## [PROBLEM TO SOLVE]
Copy every line from the records below that carries the word "ladder".

[Natural language region descriptions]
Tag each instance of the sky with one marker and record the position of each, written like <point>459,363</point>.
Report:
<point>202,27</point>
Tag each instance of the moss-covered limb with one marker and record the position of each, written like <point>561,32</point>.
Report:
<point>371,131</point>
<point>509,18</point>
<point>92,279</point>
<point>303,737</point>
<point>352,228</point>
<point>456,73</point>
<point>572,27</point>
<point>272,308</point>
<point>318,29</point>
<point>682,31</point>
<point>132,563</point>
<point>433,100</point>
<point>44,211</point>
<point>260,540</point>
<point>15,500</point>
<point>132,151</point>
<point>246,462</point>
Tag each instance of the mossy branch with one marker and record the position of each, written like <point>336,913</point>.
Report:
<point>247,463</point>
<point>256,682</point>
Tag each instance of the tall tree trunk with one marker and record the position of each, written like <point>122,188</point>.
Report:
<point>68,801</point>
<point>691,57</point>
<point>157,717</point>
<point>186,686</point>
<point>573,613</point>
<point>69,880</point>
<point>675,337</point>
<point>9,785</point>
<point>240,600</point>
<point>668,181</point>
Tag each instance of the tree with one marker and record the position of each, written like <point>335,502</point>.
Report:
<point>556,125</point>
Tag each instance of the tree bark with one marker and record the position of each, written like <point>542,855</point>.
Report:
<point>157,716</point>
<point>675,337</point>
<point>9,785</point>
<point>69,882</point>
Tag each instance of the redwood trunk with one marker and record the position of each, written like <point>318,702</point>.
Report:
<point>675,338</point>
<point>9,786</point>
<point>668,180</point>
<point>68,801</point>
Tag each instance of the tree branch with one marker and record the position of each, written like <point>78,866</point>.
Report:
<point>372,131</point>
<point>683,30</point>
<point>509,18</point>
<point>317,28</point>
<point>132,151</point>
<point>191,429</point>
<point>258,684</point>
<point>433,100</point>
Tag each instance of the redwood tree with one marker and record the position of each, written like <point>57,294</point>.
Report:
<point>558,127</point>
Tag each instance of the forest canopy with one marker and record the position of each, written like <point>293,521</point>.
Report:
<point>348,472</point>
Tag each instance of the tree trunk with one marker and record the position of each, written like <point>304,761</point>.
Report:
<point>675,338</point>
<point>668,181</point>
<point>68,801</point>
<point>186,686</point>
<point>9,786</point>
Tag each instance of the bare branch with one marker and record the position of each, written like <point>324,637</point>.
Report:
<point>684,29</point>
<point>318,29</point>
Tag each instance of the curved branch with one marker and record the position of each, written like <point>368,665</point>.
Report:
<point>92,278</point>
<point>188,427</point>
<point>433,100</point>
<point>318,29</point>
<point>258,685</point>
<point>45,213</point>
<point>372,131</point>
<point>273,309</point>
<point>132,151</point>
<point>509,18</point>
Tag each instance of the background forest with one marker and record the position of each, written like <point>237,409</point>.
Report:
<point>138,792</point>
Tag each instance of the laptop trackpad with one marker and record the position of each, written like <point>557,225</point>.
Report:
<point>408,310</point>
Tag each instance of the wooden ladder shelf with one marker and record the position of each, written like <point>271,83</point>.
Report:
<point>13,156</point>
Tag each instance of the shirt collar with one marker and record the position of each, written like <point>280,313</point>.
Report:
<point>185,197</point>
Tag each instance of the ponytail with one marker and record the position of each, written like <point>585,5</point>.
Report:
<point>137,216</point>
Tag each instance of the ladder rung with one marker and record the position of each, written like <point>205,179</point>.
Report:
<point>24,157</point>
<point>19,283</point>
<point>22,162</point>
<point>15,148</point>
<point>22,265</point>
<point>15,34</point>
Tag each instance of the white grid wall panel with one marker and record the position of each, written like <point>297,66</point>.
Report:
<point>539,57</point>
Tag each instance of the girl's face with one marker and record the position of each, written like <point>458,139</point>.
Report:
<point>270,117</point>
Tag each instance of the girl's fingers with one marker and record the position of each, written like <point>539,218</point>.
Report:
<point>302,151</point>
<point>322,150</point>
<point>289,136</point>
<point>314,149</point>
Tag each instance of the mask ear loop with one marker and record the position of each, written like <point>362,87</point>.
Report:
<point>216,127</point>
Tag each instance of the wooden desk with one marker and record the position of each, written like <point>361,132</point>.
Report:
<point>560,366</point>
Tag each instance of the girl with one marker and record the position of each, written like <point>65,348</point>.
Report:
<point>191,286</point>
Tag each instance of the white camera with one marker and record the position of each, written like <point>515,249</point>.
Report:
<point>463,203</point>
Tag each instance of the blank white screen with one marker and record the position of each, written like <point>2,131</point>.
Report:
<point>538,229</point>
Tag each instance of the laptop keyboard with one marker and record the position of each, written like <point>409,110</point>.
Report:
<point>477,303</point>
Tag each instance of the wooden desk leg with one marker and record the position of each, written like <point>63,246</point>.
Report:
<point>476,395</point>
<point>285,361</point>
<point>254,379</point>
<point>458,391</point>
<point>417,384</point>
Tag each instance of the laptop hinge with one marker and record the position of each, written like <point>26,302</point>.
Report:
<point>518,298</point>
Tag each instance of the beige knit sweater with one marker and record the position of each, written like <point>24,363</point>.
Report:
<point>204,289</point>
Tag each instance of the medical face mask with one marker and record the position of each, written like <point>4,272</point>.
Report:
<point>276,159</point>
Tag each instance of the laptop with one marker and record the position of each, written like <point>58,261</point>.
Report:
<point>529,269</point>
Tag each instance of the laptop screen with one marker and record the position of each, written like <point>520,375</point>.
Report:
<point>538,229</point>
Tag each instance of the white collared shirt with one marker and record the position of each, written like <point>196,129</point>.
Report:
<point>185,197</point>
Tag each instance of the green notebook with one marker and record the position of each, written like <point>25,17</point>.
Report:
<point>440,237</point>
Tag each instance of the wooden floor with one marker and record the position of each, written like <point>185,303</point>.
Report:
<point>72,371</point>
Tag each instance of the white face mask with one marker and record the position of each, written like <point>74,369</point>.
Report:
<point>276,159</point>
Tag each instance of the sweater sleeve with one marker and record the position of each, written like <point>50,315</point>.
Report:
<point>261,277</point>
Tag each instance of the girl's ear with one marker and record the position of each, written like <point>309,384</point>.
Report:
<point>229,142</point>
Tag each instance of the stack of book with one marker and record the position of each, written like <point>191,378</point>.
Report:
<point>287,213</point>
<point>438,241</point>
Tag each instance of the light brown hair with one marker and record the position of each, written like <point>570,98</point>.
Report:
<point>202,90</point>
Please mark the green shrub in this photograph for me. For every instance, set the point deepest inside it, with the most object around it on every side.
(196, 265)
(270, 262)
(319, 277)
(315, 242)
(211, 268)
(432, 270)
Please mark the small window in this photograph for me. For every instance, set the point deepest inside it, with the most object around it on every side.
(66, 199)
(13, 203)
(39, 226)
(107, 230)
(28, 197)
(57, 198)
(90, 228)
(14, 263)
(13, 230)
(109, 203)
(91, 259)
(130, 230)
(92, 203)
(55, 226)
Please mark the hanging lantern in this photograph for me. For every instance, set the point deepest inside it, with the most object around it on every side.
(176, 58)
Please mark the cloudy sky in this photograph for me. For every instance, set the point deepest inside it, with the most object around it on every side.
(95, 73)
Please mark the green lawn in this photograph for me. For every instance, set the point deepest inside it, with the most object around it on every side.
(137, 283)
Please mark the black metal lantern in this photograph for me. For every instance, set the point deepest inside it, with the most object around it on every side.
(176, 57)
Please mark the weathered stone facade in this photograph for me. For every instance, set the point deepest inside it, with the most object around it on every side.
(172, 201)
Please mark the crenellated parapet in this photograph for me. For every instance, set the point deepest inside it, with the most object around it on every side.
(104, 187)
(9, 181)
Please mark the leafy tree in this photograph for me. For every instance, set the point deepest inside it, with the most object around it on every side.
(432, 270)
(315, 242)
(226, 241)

## [REPLY]
Tag each instance of the wooden ladder shelf with one marker and record the position of each, written like <point>271,83</point>.
Tag each instance of the ladder rung with one marker and record the position of each, written like <point>205,179</point>.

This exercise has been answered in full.